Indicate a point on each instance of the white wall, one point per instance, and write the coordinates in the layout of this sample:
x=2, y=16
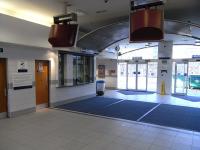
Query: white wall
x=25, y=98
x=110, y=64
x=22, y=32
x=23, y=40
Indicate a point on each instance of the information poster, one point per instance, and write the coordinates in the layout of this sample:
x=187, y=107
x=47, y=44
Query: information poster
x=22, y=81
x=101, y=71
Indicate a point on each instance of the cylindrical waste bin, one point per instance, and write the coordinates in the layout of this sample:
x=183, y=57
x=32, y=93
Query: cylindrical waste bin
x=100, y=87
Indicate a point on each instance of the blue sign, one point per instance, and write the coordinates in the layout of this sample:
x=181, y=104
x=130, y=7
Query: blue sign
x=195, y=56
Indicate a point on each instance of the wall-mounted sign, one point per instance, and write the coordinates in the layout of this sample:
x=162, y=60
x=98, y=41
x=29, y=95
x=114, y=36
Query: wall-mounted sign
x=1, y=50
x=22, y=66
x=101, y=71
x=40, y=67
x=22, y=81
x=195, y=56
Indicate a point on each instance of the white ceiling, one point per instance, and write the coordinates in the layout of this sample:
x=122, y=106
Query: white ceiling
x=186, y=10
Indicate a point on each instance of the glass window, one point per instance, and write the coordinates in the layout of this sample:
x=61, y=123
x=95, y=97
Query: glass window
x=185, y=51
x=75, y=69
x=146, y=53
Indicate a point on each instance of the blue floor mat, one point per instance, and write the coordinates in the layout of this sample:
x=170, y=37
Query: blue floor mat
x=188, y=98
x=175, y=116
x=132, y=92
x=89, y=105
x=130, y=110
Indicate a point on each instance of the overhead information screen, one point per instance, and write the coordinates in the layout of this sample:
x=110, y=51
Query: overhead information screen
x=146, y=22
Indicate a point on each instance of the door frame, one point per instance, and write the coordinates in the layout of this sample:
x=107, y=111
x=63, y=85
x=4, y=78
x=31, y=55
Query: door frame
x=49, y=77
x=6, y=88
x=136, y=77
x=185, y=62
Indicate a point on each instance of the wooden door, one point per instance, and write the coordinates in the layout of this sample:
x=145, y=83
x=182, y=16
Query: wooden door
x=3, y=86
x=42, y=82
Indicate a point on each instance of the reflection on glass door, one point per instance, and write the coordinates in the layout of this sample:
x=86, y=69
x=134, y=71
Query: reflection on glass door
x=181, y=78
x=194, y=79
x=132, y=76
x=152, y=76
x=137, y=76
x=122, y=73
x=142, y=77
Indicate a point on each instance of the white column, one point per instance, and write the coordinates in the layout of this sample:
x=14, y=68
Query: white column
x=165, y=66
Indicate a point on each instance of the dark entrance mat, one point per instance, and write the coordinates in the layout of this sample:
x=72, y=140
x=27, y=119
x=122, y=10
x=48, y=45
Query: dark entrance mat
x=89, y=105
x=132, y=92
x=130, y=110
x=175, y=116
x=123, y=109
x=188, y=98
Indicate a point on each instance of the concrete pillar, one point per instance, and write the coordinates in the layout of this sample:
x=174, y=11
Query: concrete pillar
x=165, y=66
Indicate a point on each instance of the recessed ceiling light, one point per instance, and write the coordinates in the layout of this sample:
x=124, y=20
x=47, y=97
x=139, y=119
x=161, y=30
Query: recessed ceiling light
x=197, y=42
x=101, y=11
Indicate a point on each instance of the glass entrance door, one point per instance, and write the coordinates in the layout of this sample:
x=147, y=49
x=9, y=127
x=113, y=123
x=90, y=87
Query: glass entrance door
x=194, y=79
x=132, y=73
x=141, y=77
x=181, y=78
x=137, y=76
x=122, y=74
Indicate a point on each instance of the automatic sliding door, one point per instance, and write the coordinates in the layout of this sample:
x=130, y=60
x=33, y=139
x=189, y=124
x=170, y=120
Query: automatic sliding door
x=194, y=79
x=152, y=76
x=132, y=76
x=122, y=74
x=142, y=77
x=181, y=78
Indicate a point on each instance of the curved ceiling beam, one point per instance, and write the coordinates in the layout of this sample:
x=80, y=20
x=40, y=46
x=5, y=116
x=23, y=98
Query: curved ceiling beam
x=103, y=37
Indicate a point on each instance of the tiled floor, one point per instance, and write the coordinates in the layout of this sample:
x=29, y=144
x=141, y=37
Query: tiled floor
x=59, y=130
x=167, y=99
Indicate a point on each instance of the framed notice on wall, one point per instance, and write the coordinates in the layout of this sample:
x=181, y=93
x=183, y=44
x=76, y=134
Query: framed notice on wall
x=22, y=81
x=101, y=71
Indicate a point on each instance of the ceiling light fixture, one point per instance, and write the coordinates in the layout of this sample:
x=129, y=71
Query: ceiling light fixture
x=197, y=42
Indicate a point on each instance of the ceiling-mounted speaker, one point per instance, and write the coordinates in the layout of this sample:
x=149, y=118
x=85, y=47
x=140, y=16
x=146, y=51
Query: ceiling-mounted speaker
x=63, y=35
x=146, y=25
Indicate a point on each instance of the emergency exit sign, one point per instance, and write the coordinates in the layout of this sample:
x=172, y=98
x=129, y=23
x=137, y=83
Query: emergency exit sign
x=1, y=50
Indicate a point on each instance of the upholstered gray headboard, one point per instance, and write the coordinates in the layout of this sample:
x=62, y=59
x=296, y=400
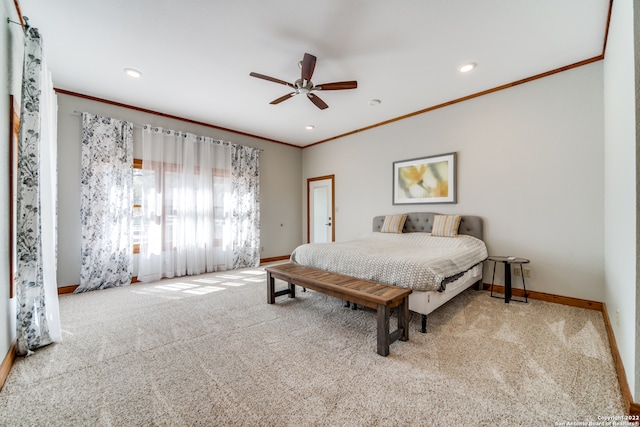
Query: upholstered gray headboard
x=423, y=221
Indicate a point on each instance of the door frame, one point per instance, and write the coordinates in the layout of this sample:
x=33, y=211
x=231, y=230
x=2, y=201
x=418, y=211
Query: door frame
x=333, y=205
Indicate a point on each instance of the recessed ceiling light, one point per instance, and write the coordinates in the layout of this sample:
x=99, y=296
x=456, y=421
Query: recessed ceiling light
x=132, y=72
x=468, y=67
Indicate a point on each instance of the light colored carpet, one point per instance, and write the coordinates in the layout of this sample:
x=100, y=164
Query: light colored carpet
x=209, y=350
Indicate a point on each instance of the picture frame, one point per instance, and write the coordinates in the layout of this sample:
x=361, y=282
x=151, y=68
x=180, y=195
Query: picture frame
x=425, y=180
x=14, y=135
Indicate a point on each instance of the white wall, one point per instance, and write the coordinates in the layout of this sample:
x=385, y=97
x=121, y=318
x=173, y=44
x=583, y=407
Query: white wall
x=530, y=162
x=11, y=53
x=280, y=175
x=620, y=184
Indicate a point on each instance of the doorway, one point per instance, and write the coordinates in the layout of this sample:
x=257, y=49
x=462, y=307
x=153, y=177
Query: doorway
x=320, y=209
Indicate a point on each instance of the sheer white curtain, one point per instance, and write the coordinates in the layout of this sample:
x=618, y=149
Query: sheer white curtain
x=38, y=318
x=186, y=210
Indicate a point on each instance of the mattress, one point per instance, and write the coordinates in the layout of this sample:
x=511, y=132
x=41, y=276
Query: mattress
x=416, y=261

Activity → Nothing but the lines from the first line of the data through the line with "Indicate a point on each instance of the information" belongs in the answer, copied exactly and without pictures.

Written solution →
Indicate a point on each instance of the white wall, one point per instance, and write the coordinates in the layout of this sample:
x=2, y=16
Query: white wall
x=25, y=98
x=110, y=64
x=22, y=32
x=23, y=40
Indicate a point on each instance of the information poster, one point per instance, and write the coordinates in the layout of this sample:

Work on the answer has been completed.